Jeffrey Cook finds niche in mobile home park investing
1995 graduate is CEO of real-estate company Cook Properties NY
All of his housemates moving out ended up being one of the most fortunate things to happen to Jeffrey Cook, MPA ’95. The method he chose to singlehandedly cover the cost of the house they had been sharing sparked a multimillion-dollar real estate venture.
He’s currently CEO of Cook Properties NY, a family-owned and -operated real estate development company he founded in 1997. The company, based in Rochester, N.Y., owns a portfolio of mobile home parks, commercial office spaces and self-storage sites.
After receiving his master’s degree from Binghamton University, Cook returned home to the Rochester region to take a market research position and purchased a single-family home to share with two friends. When they left, he couldn’t carry the house costs alone, so he rented out the home and moved back in with his parents. With a steady, full-time job and several hundred dollars of rental profit each month, Cook hit the market.

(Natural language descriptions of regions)
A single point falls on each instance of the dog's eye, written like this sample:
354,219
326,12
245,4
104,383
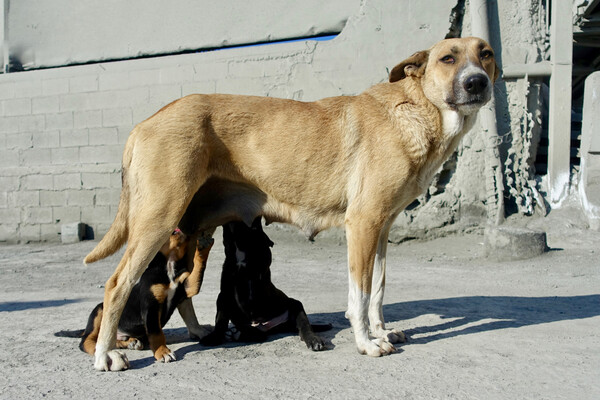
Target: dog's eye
486,54
447,60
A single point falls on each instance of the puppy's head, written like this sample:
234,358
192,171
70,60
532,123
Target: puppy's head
456,74
248,261
175,247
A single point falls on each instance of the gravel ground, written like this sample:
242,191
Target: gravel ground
478,328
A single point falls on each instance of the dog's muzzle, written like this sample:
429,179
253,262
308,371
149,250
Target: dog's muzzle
476,84
472,90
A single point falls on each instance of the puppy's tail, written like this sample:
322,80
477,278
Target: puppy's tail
117,234
321,327
74,334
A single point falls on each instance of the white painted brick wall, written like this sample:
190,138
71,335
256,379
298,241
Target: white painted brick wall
62,130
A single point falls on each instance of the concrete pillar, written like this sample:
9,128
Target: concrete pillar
589,183
559,120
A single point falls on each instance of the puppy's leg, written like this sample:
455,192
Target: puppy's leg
194,280
90,334
300,319
156,336
192,286
138,255
217,336
195,330
377,290
362,236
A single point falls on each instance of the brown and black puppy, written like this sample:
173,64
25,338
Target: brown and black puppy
166,283
249,299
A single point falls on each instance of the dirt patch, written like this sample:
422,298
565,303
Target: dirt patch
478,329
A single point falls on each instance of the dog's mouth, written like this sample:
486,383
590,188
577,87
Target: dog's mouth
473,102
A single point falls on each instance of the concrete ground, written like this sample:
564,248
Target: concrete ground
478,328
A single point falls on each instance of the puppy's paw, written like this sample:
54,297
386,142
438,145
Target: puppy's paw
315,344
376,347
135,344
111,360
163,354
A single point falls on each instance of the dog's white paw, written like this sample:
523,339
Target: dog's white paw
168,357
135,344
390,335
111,360
376,348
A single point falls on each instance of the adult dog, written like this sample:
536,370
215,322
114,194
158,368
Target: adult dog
249,299
357,161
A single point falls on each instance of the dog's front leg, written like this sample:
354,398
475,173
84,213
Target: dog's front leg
376,319
362,236
117,290
193,282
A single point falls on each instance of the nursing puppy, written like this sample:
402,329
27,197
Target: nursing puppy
249,299
163,287
356,161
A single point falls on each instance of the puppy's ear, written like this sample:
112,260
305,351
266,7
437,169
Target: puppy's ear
412,66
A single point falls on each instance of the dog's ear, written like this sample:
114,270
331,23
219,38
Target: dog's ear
497,72
412,66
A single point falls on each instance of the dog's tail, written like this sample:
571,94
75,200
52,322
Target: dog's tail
74,334
117,234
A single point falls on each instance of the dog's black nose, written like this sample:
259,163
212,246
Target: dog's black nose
476,84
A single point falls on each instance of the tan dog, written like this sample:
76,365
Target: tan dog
357,161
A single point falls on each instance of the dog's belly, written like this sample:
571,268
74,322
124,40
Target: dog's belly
220,201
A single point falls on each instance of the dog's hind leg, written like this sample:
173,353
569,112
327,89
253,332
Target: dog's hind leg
362,236
376,319
302,325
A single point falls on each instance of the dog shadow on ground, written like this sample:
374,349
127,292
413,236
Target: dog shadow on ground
474,314
30,305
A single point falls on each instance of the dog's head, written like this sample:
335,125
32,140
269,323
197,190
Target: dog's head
247,263
456,74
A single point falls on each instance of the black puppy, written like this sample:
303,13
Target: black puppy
249,299
169,280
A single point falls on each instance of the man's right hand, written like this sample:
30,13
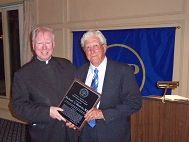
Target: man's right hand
54,113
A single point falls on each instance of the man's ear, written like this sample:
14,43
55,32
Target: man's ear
105,47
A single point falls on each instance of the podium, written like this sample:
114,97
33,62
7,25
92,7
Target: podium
161,122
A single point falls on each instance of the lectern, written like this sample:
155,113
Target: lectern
161,122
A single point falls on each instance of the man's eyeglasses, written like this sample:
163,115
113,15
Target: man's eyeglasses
93,47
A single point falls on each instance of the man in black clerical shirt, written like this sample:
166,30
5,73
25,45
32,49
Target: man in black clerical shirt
38,88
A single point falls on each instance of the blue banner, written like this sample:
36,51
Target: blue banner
149,51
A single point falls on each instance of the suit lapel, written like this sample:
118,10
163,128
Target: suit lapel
108,79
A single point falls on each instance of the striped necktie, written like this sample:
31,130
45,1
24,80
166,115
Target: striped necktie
94,86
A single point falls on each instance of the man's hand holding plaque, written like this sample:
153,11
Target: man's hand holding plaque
78,100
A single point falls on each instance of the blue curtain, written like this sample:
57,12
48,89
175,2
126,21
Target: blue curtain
149,51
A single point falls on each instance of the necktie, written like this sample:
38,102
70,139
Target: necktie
94,86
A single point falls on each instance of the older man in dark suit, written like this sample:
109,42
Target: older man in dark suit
39,87
109,121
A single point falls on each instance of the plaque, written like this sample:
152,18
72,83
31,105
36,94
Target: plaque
78,100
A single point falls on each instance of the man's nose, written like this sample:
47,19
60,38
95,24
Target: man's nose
44,47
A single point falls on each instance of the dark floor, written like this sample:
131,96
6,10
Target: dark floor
11,131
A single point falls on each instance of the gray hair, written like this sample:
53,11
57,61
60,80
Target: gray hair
93,33
43,30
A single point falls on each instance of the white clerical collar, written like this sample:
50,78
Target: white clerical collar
100,67
46,61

# [PROBLEM STATEMENT]
According to the article about Jeffrey Cook, in which city is Cook Properties NY based?

# [WRITTEN SOLUTION]
Rochester, N.Y.